Material shown ▸
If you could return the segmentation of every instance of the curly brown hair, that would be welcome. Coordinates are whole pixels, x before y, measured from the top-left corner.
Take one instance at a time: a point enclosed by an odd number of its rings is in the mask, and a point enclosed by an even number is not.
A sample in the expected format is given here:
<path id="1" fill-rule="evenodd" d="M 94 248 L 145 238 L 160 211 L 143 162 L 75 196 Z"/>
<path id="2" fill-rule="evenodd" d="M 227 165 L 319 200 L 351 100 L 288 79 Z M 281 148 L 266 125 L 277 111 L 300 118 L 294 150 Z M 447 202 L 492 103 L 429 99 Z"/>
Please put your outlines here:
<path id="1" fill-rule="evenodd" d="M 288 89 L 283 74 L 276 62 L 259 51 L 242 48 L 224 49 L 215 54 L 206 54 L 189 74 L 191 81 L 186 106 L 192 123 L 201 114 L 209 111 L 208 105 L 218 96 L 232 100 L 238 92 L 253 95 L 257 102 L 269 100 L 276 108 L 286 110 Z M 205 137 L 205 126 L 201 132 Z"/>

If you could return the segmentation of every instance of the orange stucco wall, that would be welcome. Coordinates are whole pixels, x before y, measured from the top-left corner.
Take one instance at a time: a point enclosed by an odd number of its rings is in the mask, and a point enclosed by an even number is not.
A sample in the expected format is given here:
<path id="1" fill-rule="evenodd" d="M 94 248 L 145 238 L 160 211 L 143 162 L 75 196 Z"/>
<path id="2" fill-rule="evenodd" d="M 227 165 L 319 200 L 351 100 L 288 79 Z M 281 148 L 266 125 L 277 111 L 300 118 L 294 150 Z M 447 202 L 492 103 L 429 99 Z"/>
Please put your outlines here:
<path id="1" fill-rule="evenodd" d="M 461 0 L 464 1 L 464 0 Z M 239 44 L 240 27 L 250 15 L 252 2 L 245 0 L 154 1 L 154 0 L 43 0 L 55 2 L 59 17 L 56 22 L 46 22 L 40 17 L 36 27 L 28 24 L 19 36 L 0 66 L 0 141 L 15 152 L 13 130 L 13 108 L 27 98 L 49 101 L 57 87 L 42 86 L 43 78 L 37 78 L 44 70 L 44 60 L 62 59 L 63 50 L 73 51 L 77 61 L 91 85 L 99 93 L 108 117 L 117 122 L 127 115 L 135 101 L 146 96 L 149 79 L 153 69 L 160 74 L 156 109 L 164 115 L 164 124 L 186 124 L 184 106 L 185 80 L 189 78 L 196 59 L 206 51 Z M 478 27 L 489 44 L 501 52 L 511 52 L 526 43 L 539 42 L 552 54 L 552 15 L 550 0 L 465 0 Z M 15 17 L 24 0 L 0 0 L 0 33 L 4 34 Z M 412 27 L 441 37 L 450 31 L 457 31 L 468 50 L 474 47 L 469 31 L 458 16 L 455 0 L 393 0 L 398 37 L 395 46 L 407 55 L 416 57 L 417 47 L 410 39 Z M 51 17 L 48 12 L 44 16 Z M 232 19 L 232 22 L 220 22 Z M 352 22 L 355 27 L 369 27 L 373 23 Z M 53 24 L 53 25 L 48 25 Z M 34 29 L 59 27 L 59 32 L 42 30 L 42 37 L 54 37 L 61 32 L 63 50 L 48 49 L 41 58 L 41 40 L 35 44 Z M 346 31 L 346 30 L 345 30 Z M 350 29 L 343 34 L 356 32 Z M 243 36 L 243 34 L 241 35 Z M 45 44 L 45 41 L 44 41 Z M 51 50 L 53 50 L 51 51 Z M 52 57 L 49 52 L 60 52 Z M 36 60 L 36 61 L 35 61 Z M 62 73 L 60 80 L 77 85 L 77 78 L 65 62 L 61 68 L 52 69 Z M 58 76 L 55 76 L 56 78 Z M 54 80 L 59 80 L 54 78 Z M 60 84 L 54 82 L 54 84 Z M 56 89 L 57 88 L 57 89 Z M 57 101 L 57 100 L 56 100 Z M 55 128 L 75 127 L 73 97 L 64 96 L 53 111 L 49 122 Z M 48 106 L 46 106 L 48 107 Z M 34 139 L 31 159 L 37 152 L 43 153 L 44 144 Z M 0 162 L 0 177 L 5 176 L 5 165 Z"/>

Brief ▸ Rewrite all the entries above, replacing "whole pixels" with "integer pixels" and leaving everything else unchanged.

Answer for the task ▸
If you could return the segmentation of every instance of the curly brown hair, that would be welcome. Coordinates are integer pixels, x before y, measured from the top-left corner.
Take one instance at a time: a point enclosed by an odd number of its rings is in the mask, and a point enclosed by an even number is not.
A sample in the expected format is given here:
<path id="1" fill-rule="evenodd" d="M 94 248 L 145 238 L 160 211 L 143 162 L 75 196 Z"/>
<path id="2" fill-rule="evenodd" d="M 227 165 L 319 200 L 351 100 L 288 79 Z M 281 148 L 266 125 L 277 111 L 300 118 L 294 150 Z M 447 202 L 492 103 L 429 99 Z"/>
Please put your outlines here:
<path id="1" fill-rule="evenodd" d="M 288 89 L 283 74 L 276 62 L 259 51 L 242 48 L 224 49 L 215 54 L 206 54 L 189 74 L 191 81 L 186 106 L 192 123 L 201 114 L 209 111 L 208 105 L 218 96 L 232 100 L 238 92 L 253 95 L 257 102 L 269 100 L 276 108 L 286 110 Z M 205 137 L 205 126 L 201 132 Z"/>

If you could return the segmentation of every instance of the orange stucco wall, that would be welcome. Coordinates are integer pixels, x before y, measured from the top-left corner.
Take one instance at a time: a point enclosed by an odd number of its rings is in the mask, and a point enclosed by an even number is not.
A sample in the expected format is given here:
<path id="1" fill-rule="evenodd" d="M 94 248 L 145 238 L 160 211 L 143 162 L 75 196 Z"/>
<path id="2" fill-rule="evenodd" d="M 227 165 L 319 200 L 351 100 L 288 79 Z M 281 148 L 266 125 L 277 111 L 300 118 L 294 150 Z M 447 202 L 492 103 L 429 99 Z"/>
Please put your outlines here:
<path id="1" fill-rule="evenodd" d="M 461 0 L 464 1 L 464 0 Z M 239 44 L 240 27 L 250 15 L 252 2 L 245 0 L 154 1 L 154 0 L 43 0 L 55 2 L 59 17 L 56 22 L 46 22 L 40 17 L 36 27 L 28 24 L 19 36 L 0 66 L 0 141 L 15 152 L 13 130 L 13 108 L 27 98 L 49 101 L 57 87 L 42 86 L 43 78 L 37 78 L 44 70 L 44 60 L 62 59 L 63 50 L 73 51 L 77 61 L 91 85 L 99 93 L 108 117 L 117 122 L 127 115 L 135 101 L 146 96 L 149 79 L 153 69 L 160 74 L 156 109 L 164 115 L 164 124 L 186 124 L 184 106 L 185 80 L 189 78 L 196 59 L 206 51 Z M 478 27 L 489 44 L 501 52 L 511 52 L 526 43 L 539 42 L 552 54 L 552 15 L 550 0 L 465 0 Z M 15 17 L 24 0 L 0 0 L 0 33 L 4 34 Z M 412 27 L 441 37 L 450 31 L 457 31 L 468 50 L 474 47 L 469 31 L 458 16 L 455 0 L 393 0 L 398 37 L 395 46 L 407 55 L 416 57 L 417 47 L 410 39 Z M 51 17 L 48 12 L 44 16 Z M 232 19 L 232 22 L 220 22 Z M 352 22 L 355 27 L 369 27 L 373 23 Z M 53 24 L 53 25 L 48 25 Z M 34 29 L 59 27 L 59 32 L 42 30 L 42 37 L 54 37 L 61 32 L 63 50 L 48 49 L 41 58 L 41 40 L 35 44 Z M 346 31 L 346 30 L 345 30 Z M 350 29 L 343 34 L 356 32 Z M 243 36 L 243 34 L 241 35 Z M 45 44 L 45 41 L 44 41 Z M 51 50 L 53 50 L 51 51 Z M 52 57 L 49 52 L 60 52 Z M 36 60 L 36 61 L 35 61 Z M 62 73 L 60 80 L 77 85 L 77 78 L 65 62 L 61 68 L 52 69 Z M 58 76 L 55 76 L 56 78 Z M 54 80 L 59 80 L 54 78 Z M 60 84 L 54 82 L 54 84 Z M 56 89 L 57 88 L 57 89 Z M 57 101 L 57 100 L 56 100 Z M 55 128 L 75 127 L 73 97 L 64 96 L 53 111 L 49 122 Z M 48 106 L 46 106 L 48 107 Z M 34 139 L 31 159 L 37 152 L 43 153 L 44 144 Z M 0 162 L 0 177 L 5 176 L 5 165 Z"/>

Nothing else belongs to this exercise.